• WHAT TO WORK ON
Write out the material below exactly, beginning at the line that contains "# point at: power" and ending with its last line, both ends included; write nothing else.

• Pointing records

----

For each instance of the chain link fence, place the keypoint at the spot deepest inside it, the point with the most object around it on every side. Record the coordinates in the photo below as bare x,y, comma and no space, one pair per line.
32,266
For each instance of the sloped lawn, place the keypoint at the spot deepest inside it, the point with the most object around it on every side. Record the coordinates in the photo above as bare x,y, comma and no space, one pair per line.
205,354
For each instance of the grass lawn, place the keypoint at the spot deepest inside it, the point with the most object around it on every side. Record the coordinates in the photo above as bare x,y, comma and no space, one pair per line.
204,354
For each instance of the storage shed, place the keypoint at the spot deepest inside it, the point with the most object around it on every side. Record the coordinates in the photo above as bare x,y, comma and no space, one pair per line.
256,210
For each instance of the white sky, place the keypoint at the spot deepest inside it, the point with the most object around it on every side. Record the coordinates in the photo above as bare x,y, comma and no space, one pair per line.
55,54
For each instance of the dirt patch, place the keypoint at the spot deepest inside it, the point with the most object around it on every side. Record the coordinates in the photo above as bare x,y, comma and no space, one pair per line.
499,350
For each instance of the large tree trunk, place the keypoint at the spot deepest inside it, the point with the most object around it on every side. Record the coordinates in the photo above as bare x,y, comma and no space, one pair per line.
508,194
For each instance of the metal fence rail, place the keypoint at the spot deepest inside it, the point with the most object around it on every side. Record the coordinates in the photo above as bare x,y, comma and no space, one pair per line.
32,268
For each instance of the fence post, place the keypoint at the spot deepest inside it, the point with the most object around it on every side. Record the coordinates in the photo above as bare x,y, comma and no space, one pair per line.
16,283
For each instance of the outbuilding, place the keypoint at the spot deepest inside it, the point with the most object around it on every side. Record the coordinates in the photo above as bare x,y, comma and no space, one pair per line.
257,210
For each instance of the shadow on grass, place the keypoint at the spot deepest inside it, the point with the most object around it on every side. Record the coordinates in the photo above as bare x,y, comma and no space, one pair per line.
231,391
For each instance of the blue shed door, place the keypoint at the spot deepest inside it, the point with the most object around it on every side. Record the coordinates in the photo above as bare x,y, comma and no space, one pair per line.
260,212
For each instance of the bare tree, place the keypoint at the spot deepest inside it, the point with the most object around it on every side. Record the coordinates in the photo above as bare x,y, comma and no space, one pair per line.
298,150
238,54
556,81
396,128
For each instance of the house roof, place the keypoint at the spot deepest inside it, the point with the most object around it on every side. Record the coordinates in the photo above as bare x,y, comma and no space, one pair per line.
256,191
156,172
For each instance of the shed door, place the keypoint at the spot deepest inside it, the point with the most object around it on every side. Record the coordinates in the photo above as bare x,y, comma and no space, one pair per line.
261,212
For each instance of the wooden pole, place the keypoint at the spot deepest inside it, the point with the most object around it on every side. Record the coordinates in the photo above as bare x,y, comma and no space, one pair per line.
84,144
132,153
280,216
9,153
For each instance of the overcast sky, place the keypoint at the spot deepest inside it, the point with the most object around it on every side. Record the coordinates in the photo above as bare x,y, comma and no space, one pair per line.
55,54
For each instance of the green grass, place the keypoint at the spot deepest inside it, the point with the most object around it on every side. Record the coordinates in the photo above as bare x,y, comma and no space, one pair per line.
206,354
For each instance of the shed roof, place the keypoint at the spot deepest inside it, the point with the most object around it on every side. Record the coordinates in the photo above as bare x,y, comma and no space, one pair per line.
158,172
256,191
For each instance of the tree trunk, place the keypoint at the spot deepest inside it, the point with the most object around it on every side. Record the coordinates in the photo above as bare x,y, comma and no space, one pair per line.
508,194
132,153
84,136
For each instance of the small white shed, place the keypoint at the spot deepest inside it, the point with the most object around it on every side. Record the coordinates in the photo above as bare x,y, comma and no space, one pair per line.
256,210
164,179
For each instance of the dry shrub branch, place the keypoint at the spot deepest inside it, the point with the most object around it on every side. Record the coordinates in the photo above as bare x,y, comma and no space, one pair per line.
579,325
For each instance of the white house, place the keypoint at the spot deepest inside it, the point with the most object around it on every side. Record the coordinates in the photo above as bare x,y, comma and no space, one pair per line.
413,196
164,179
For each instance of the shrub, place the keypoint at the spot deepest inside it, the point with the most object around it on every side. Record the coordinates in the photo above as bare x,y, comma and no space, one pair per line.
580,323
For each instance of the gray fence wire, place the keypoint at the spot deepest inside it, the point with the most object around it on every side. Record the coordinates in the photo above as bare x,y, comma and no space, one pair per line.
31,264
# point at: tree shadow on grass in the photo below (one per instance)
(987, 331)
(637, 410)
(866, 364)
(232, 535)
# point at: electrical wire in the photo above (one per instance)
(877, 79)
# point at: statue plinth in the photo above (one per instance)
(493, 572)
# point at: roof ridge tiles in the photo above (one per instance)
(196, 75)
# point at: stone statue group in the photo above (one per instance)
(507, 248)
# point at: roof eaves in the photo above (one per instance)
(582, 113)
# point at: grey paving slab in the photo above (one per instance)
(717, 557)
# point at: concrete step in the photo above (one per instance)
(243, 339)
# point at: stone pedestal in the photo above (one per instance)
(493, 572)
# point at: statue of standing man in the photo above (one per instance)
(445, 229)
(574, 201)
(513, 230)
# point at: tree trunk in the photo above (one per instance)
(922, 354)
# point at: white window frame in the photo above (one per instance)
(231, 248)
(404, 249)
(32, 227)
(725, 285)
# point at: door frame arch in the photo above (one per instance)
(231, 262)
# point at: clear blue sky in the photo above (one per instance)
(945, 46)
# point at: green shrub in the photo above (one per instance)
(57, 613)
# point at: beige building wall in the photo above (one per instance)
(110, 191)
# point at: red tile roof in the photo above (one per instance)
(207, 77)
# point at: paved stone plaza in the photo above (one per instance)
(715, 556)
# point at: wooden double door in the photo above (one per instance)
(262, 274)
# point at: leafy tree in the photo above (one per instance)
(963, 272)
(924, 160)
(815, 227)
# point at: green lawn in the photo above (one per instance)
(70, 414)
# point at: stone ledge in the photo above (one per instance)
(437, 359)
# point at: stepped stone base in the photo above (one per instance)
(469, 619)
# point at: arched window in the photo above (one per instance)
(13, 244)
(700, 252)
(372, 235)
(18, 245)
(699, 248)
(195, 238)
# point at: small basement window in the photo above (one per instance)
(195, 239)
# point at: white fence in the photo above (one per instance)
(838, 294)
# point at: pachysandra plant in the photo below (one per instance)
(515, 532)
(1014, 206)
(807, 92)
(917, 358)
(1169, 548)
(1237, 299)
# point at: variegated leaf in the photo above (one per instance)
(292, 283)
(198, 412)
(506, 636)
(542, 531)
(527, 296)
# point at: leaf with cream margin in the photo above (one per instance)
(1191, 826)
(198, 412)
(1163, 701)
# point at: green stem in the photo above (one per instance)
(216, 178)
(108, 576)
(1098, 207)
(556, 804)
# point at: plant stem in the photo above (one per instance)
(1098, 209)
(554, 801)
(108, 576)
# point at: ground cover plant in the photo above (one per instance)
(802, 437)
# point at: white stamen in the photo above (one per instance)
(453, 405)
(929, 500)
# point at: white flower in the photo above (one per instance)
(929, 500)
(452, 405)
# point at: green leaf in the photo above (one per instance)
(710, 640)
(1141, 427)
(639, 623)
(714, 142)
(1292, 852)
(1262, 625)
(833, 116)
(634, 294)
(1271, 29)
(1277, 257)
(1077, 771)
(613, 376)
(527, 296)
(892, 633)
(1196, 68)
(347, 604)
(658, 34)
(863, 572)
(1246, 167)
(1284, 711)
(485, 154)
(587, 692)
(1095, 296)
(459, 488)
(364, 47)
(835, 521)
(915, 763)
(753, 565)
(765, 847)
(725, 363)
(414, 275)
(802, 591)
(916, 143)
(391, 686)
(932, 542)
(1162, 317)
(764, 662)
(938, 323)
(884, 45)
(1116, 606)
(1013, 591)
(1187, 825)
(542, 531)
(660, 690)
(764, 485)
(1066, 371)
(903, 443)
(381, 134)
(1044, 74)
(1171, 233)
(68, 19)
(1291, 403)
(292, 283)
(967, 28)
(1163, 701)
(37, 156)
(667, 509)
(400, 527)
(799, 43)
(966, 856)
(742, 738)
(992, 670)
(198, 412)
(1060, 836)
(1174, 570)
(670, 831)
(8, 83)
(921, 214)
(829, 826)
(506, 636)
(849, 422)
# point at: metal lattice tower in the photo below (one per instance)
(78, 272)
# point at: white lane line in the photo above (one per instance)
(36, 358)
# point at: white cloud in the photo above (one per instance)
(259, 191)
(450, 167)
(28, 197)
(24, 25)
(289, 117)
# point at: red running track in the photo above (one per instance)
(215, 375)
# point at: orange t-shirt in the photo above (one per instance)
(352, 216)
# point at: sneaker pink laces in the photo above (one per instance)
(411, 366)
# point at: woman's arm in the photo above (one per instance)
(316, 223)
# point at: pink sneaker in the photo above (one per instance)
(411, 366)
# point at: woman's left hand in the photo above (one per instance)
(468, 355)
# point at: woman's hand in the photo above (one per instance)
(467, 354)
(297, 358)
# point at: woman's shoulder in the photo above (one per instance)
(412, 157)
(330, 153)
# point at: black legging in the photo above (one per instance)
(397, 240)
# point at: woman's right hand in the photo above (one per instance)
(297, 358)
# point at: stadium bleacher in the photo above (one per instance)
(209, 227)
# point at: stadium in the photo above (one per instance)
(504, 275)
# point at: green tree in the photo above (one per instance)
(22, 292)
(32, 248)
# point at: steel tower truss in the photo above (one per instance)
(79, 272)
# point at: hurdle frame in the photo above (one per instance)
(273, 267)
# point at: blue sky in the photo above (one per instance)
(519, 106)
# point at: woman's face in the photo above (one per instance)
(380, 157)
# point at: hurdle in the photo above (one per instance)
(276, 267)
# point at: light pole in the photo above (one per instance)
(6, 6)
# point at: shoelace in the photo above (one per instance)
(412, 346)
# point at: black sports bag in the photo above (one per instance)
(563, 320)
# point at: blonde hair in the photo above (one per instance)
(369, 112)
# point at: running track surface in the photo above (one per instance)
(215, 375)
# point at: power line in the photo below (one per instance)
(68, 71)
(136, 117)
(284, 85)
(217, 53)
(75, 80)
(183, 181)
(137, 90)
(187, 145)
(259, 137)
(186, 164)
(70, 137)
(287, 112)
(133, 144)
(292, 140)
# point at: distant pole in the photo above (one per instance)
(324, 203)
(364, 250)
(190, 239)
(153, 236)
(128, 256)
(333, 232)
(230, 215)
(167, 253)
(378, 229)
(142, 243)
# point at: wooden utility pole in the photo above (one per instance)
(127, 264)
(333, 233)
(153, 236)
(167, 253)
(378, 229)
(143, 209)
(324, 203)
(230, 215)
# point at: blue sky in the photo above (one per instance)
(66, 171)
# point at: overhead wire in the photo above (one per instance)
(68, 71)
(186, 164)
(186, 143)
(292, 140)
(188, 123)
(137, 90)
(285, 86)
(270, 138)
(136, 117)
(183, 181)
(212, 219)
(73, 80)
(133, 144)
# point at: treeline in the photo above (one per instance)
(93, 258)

----

• TASK RESPONSE
# point at: power line in the photo below (one per instance)
(68, 71)
(136, 117)
(284, 85)
(217, 53)
(75, 80)
(183, 181)
(137, 90)
(187, 145)
(259, 137)
(186, 164)
(70, 137)
(287, 112)
(133, 144)
(292, 140)
# point at: distant pole in the photo above (one per instance)
(324, 203)
(364, 250)
(190, 239)
(153, 236)
(128, 256)
(333, 232)
(230, 215)
(167, 253)
(378, 229)
(142, 243)
# point at: wooden utility pole in the photo above (one per instance)
(127, 264)
(333, 233)
(153, 236)
(167, 253)
(378, 229)
(143, 209)
(324, 203)
(230, 215)
# point at: blue sky in the photo above (one per instance)
(66, 171)
# point at: overhead wire in the photo above (one per instance)
(68, 71)
(186, 164)
(186, 143)
(292, 140)
(188, 123)
(137, 90)
(285, 86)
(270, 138)
(136, 117)
(183, 181)
(212, 219)
(73, 80)
(133, 144)
# point at: treeline in the photo above (one per instance)
(93, 258)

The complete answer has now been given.